• [The request]: Please put every line of the items below into a numbered list, leaving out any blank lines.

• [Entries shown]:
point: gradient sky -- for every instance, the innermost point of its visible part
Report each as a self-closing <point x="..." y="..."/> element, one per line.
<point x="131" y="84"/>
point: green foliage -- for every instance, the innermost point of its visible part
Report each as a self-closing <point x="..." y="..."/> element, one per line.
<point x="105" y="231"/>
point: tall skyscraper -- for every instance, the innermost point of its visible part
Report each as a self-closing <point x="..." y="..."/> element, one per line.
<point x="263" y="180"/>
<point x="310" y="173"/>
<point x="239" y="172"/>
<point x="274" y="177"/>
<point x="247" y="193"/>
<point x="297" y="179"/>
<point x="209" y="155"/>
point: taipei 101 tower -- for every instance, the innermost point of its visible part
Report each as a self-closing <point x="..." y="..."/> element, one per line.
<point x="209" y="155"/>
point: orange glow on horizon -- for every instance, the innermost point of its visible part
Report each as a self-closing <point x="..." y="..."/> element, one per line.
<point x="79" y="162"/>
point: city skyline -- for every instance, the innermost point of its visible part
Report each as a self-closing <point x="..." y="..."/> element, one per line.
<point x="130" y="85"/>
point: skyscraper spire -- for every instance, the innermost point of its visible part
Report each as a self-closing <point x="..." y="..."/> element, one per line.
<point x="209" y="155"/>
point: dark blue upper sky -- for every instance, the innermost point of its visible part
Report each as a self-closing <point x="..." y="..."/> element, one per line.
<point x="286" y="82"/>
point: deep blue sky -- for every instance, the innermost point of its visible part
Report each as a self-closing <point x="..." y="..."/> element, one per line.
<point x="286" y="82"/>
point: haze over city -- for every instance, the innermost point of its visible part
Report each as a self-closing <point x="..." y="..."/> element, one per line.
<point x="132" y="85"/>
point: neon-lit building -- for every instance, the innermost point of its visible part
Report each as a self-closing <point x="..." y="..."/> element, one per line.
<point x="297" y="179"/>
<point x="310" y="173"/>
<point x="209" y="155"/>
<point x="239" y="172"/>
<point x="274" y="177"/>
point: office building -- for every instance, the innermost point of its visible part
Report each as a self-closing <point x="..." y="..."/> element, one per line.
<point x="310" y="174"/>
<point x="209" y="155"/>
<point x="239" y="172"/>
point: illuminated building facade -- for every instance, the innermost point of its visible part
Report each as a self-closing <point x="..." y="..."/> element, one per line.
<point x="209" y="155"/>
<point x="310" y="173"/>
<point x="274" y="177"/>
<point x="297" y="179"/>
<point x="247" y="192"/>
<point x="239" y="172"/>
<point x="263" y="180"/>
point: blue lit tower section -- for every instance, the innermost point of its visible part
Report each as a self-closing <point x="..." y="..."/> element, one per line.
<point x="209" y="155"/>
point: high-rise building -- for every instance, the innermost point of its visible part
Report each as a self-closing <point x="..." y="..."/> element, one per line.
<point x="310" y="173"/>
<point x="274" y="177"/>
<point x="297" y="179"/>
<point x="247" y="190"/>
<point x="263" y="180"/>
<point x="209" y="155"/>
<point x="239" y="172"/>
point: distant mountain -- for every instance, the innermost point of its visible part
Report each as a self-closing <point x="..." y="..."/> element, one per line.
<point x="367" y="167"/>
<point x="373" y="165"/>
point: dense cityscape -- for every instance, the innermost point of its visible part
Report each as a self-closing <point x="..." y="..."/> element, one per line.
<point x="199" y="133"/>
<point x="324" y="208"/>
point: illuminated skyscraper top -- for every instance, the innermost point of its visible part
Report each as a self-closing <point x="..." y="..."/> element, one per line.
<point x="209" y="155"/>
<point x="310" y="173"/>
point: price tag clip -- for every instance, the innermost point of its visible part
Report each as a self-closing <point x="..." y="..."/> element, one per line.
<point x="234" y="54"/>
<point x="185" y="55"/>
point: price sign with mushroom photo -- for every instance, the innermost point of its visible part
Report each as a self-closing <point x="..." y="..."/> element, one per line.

• [Result]:
1. point: gradient sky -- for every instance, the innermost point of its visible part
2. Report each as a self-closing <point x="..." y="..."/> element, one per line.
3. <point x="131" y="84"/>
4. point: green foliage -- for every instance, the innermost point of its visible part
5. Report each as a self-closing <point x="..." y="..."/> element, one per line.
6. <point x="105" y="231"/>
7. point: tall skyscraper -- for every instance, the innermost point of its visible part
8. Report each as a self-closing <point x="..." y="..."/> element, one per line.
9. <point x="263" y="180"/>
10. <point x="310" y="173"/>
11. <point x="239" y="172"/>
12. <point x="274" y="177"/>
13. <point x="247" y="193"/>
14. <point x="297" y="179"/>
15. <point x="209" y="155"/>
16. point: taipei 101 tower -- for every instance, the innermost point of its visible part
17. Report each as a self-closing <point x="..." y="..."/> element, one per line.
18. <point x="209" y="155"/>
19. point: orange glow on horizon -- for every instance, the innermost point of its visible part
20. Report each as a self-closing <point x="..." y="..."/> element, one per line.
21. <point x="79" y="162"/>
22. point: city skyline -- for every instance, the innermost point of its visible part
23. Report each as a self-closing <point x="..." y="..."/> element, one per line.
24. <point x="130" y="85"/>
25. point: skyscraper spire -- for every instance, the innermost point of its visible part
26. Report each as a self-closing <point x="..." y="..."/> element, one per line.
27. <point x="209" y="155"/>
28. point: dark blue upper sky -- for every instance, the innermost point of its visible part
29. Report each as a self-closing <point x="..." y="..."/> element, one per line.
30. <point x="286" y="82"/>
31. point: deep blue sky -- for every instance, the innermost point of its visible part
32. Report each as a self-closing <point x="..." y="..."/> element, one per line.
33. <point x="286" y="82"/>
34. point: haze over city -- for every instance, the innermost point of its visible part
35. Report each as a self-closing <point x="..." y="..."/> element, one per line.
36. <point x="132" y="85"/>
37. point: neon-lit building -- for every instance, the innermost point of its visible part
38. Report each as a self-closing <point x="..." y="..."/> element, one per line.
39. <point x="297" y="179"/>
40. <point x="310" y="173"/>
41. <point x="209" y="155"/>
42. <point x="239" y="172"/>
43. <point x="274" y="177"/>
44. point: office building -- for every instance, the innermost point of its visible part
45. Report each as a self-closing <point x="..." y="..."/> element, one per line.
46. <point x="310" y="174"/>
47. <point x="209" y="155"/>
48. <point x="239" y="172"/>
49. point: illuminated building facade -- for every instance, the innermost point of its visible part
50. Report each as a self-closing <point x="..." y="..."/> element, one per line.
51. <point x="209" y="155"/>
52. <point x="310" y="173"/>
53. <point x="274" y="177"/>
54. <point x="297" y="179"/>
55. <point x="247" y="192"/>
56. <point x="239" y="172"/>
57. <point x="263" y="180"/>
58. point: blue lit tower section -- for every instance, the innermost point of its visible part
59. Report each as a self-closing <point x="..." y="..."/> element, one per line.
60. <point x="209" y="155"/>
61. point: high-rise building -- for every instance, the innermost point of its visible part
62. Report each as a self-closing <point x="..." y="..."/> element, one per line.
63. <point x="310" y="173"/>
64. <point x="274" y="177"/>
65. <point x="297" y="179"/>
66. <point x="247" y="190"/>
67. <point x="263" y="180"/>
68. <point x="209" y="155"/>
69. <point x="239" y="172"/>
70. point: distant mountain -- for every instance, the innermost point of its visible part
71. Report each as a self-closing <point x="..." y="..."/> element, one per line.
72. <point x="367" y="167"/>
73. <point x="373" y="165"/>
74. point: dense cityscape -- for every instance, the innermost point of its visible part
75. Report each as a self-closing <point x="..." y="..."/> element, one per line.
76. <point x="199" y="133"/>
77. <point x="324" y="208"/>
78. point: illuminated skyscraper top -- for every instance, the innermost point of its visible part
79. Report each as a self-closing <point x="..." y="..."/> element, one per line.
80. <point x="209" y="155"/>
81. <point x="310" y="173"/>
82. point: price tag clip -- for every instance, the innermost point of its visible part
83. Report each as a self-closing <point x="..." y="..."/> element, one per line.
84. <point x="234" y="54"/>
85. <point x="185" y="55"/>
86. point: price sign with mushroom photo -- for every instance, the innermost point of its visible part
87. Report each as a self-closing <point x="..." y="..."/> element, one per line.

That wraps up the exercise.